Count how many lines in the records below contain the string "range", with case counting, and reply with that number only.

— BEGIN Supplied records —

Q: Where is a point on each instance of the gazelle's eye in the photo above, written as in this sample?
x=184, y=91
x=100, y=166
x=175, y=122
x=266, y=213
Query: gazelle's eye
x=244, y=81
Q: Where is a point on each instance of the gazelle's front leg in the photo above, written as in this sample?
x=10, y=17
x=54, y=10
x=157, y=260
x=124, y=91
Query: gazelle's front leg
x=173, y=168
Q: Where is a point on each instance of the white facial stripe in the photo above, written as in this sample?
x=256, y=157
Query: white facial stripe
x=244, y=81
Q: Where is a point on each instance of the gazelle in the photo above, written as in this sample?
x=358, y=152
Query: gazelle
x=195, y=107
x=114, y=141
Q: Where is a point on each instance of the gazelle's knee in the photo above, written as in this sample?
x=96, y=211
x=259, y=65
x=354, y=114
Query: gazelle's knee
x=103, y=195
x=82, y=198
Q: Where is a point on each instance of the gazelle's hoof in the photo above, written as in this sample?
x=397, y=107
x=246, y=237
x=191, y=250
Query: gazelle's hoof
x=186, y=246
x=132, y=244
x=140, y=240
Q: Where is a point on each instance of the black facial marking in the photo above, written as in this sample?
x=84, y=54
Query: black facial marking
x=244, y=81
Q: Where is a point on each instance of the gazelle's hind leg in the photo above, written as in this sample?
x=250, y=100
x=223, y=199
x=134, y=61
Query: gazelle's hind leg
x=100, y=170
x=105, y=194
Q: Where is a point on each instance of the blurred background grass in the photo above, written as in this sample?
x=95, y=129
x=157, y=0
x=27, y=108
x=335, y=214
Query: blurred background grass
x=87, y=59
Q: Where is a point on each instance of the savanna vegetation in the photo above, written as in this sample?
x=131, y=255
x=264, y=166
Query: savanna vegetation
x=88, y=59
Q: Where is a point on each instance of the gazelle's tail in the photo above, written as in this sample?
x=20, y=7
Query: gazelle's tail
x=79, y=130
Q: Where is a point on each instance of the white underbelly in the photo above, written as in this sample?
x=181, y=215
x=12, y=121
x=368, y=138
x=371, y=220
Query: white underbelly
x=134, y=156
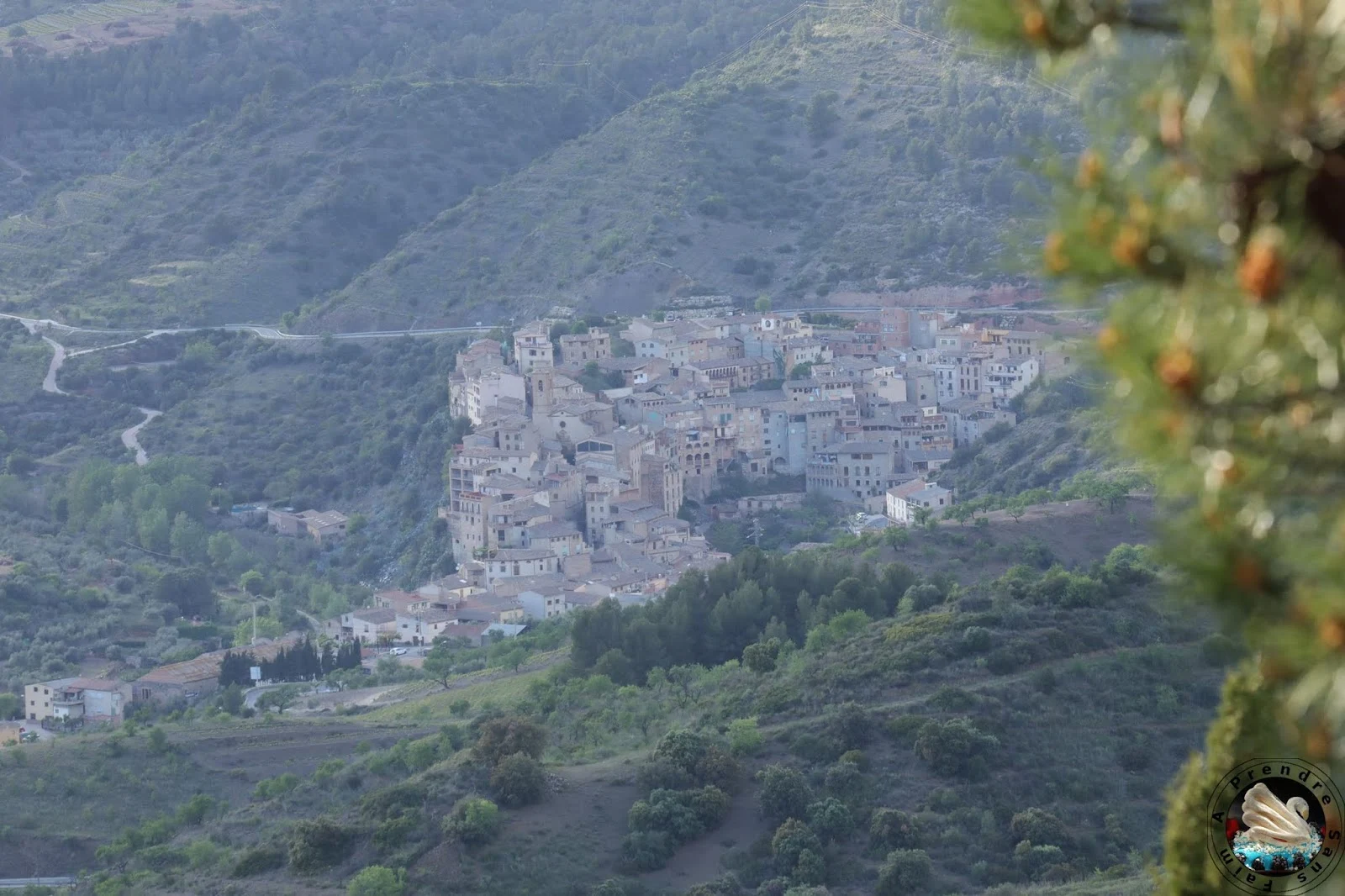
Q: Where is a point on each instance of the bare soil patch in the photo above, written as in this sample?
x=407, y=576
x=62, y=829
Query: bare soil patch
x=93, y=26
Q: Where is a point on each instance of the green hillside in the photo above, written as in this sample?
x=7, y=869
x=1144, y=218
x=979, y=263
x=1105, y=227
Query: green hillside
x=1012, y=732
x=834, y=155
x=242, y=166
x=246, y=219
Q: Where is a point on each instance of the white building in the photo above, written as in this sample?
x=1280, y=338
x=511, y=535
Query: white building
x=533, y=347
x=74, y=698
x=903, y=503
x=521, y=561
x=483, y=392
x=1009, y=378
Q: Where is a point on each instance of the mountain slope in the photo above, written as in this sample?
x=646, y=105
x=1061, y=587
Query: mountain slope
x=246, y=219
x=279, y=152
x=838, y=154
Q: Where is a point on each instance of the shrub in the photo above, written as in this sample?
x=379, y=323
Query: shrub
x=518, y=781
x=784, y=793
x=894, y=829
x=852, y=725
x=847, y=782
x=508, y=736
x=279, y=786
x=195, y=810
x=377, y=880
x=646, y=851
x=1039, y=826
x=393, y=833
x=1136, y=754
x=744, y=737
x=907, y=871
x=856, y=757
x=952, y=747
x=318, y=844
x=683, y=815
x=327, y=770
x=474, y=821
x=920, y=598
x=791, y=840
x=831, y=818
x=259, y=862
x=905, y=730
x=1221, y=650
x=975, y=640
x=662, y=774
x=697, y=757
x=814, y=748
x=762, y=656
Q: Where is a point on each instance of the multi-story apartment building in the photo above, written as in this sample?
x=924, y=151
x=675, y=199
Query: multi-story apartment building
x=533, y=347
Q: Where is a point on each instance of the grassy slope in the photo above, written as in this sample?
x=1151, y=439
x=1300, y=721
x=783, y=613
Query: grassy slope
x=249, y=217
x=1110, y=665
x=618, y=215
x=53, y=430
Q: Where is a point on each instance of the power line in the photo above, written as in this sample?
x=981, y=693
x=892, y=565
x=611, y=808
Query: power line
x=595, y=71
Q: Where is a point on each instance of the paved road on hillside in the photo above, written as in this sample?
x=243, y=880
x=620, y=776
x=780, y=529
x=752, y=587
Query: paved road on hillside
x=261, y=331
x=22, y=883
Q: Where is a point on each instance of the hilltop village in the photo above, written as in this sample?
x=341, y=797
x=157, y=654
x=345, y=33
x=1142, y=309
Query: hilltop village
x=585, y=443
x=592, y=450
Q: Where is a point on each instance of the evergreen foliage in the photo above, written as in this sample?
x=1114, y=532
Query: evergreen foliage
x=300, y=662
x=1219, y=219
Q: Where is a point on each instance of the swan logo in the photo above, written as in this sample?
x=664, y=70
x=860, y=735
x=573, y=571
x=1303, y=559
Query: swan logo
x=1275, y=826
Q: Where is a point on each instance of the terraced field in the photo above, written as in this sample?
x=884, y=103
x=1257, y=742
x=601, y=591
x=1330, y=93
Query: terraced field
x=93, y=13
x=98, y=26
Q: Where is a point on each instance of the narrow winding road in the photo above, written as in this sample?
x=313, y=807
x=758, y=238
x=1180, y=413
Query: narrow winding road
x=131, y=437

— END Supplied records —
— BEGIN Supplied records —

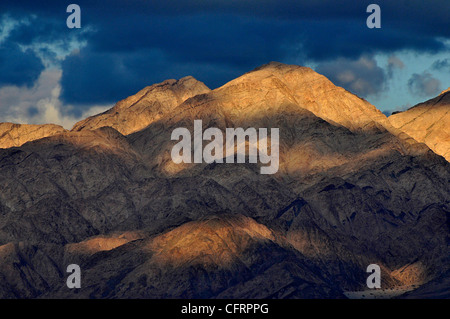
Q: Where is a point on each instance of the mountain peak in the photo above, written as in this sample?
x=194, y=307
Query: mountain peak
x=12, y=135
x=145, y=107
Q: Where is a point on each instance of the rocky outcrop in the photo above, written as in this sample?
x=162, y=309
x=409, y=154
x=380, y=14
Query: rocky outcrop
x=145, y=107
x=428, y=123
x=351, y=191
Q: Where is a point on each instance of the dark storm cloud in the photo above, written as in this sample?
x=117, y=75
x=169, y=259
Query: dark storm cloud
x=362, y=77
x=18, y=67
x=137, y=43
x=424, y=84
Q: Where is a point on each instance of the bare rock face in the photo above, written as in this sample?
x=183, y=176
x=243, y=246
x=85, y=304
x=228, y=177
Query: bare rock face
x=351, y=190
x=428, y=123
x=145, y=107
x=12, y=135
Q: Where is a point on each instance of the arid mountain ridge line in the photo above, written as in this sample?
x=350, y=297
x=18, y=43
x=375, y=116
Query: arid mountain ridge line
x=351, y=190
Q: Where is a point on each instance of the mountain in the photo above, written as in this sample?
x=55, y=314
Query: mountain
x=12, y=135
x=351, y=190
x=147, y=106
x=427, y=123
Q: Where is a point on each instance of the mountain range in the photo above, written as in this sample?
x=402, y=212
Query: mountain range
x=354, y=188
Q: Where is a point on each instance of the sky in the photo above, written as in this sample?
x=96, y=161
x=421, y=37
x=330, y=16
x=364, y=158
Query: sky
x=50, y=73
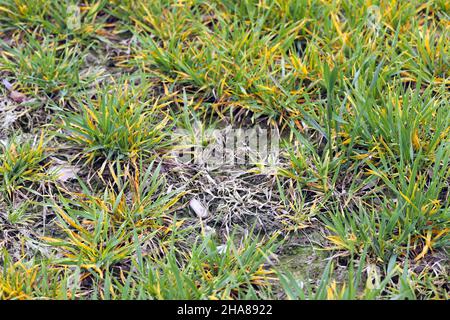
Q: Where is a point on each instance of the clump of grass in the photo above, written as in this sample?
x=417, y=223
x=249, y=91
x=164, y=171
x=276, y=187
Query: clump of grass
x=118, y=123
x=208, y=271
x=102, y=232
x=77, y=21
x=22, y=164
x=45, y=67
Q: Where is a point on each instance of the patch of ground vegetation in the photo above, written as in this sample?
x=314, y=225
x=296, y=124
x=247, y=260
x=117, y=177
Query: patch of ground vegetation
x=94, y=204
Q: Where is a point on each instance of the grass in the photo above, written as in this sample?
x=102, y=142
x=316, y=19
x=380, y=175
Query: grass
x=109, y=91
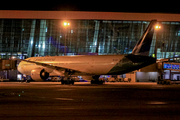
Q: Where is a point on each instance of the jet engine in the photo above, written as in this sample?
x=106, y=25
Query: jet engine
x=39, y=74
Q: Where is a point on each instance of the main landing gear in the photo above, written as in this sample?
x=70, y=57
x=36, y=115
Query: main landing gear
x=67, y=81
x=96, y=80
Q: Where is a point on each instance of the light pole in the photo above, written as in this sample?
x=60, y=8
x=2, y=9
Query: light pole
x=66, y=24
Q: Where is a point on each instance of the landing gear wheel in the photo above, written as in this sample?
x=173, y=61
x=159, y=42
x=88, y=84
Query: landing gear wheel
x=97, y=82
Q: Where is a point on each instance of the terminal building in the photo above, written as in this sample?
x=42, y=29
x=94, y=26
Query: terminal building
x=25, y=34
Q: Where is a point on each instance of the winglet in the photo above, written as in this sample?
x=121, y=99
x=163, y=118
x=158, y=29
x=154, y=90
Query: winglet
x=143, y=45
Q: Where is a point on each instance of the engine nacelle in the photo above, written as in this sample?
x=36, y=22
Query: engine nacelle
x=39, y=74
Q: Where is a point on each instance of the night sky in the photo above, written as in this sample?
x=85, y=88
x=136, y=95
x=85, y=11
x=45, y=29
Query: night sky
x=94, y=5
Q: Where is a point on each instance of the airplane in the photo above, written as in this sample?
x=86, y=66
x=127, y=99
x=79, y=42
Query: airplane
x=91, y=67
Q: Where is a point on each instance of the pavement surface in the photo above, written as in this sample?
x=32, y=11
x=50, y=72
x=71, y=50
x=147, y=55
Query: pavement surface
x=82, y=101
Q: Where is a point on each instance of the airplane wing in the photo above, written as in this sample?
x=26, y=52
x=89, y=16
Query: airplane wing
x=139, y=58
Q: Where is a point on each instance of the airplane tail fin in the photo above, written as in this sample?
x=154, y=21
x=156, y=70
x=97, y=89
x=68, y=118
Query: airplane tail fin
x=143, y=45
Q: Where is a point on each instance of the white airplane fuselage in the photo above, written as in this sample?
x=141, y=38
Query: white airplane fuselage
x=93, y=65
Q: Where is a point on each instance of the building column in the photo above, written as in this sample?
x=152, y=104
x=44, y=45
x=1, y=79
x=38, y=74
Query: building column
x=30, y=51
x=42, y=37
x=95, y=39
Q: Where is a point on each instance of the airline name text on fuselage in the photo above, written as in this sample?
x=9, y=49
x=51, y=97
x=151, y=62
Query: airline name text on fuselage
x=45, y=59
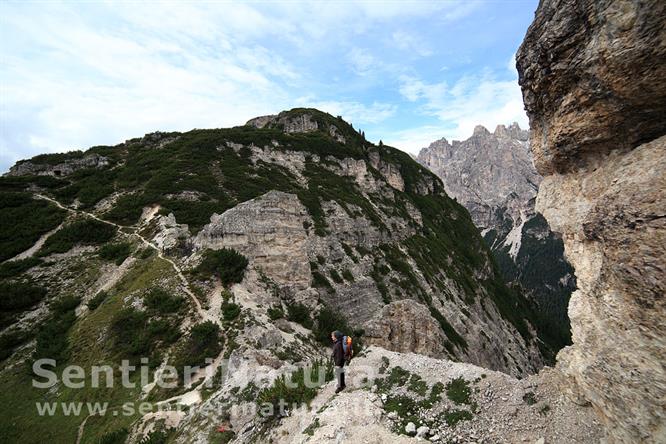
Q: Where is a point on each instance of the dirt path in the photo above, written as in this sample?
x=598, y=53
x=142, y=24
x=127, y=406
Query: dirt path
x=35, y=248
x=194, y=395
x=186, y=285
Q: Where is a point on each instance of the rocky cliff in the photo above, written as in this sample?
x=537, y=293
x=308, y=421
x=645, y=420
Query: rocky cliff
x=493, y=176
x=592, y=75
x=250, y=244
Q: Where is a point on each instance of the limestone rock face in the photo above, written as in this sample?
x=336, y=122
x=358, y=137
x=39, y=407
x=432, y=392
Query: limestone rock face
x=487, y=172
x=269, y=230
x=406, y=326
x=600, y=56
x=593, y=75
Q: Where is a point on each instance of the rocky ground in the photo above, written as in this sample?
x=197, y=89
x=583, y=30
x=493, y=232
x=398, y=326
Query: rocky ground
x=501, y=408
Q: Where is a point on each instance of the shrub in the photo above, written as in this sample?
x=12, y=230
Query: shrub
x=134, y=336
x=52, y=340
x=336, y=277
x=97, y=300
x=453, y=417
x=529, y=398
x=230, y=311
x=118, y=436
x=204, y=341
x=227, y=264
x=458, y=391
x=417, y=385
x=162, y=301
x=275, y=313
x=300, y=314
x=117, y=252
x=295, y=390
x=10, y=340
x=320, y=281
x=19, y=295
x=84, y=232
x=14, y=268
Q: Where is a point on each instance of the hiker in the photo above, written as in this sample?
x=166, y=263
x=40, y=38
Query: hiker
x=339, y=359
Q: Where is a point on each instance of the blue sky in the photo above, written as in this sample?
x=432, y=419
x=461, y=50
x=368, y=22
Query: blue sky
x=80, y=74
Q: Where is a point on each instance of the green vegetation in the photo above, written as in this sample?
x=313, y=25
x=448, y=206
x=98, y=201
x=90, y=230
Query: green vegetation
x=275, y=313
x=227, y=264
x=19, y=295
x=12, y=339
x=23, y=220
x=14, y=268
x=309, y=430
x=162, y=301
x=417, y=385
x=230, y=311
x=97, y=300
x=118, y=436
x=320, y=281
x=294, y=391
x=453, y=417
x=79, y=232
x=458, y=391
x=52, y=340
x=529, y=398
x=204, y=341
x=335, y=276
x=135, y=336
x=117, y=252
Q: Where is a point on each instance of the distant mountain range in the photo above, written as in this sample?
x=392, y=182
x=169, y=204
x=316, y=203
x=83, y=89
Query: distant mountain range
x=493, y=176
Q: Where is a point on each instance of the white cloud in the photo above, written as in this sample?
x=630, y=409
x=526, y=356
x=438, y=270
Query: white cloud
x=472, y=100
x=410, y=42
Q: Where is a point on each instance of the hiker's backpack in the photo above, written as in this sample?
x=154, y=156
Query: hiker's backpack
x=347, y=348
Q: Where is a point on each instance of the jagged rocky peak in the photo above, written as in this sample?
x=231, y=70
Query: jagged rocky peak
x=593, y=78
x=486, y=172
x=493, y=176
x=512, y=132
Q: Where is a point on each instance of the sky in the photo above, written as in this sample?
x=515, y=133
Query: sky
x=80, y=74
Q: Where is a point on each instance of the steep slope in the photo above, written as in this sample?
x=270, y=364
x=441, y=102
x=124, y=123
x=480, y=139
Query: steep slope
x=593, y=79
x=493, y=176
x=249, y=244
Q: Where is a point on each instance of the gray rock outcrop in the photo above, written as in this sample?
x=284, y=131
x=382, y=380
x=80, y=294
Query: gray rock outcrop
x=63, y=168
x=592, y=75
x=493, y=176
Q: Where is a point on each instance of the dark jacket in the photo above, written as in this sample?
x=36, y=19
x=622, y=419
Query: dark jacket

— END Supplied records —

#### Exercise output
4